Material for the task: Begin
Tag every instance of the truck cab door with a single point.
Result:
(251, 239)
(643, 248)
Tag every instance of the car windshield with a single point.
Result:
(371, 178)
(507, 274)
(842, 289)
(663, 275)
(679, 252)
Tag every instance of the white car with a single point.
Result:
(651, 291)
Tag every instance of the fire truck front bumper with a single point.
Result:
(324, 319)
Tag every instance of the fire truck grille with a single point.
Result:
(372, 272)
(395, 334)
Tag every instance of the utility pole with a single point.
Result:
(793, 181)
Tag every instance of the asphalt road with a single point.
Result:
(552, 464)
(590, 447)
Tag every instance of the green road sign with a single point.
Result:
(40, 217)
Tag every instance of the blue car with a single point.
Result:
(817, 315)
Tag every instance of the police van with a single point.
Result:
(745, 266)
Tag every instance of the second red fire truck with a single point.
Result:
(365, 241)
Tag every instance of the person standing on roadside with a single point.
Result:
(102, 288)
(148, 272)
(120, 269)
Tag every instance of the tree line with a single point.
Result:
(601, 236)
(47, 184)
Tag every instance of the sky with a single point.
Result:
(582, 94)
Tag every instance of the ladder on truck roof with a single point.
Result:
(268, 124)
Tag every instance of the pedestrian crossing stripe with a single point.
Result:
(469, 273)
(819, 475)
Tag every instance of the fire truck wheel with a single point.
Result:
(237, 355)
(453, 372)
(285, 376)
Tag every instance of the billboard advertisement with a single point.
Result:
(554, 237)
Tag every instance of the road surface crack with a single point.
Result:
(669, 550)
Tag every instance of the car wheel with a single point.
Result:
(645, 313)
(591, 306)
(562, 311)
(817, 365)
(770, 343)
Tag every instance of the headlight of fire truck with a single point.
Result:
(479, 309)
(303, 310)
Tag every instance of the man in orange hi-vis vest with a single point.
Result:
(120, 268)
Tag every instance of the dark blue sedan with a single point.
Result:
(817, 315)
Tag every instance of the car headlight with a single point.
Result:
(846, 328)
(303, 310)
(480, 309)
Material for the task: End
Material for the task: Begin
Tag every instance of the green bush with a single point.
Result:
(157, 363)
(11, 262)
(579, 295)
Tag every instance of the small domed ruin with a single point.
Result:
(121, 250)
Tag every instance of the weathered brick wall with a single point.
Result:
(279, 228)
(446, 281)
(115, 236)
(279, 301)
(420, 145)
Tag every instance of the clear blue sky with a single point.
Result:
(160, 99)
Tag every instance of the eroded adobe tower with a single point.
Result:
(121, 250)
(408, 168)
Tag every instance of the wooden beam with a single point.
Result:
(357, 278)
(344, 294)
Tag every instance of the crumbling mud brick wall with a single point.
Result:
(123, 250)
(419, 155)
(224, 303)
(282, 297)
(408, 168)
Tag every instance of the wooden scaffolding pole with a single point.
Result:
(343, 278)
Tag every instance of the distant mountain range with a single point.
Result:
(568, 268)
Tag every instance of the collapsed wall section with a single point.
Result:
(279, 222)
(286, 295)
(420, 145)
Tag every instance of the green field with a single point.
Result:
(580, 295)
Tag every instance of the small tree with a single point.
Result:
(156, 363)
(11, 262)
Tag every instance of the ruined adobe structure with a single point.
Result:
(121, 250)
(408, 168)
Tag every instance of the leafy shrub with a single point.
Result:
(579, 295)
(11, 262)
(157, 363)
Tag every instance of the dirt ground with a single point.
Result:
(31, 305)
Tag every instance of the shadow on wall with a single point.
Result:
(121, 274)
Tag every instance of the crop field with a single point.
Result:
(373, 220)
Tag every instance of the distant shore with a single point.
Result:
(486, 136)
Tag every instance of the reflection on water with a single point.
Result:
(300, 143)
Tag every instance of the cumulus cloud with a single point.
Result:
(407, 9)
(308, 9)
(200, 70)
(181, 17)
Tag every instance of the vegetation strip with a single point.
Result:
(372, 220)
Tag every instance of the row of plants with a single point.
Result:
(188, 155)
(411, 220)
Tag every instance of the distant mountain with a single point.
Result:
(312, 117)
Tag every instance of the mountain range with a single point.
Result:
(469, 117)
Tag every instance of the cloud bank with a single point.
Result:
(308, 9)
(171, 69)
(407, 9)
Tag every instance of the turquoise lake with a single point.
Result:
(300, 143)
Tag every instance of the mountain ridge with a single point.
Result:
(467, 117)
Material for the task: End
◆ **Try it**:
All that is needed is the exact run of lines above from the line containing "Tag every instance of the truck" through the line containing "Tag every instance of the white", both of them included.

◆ **Answer**:
Tag every instance of the truck cab door with a single point.
Result:
(251, 239)
(643, 248)
Tag every instance of the car windshield with a single point.
Result:
(371, 178)
(507, 274)
(842, 289)
(663, 275)
(679, 252)
Tag every instance of the white car with a single point.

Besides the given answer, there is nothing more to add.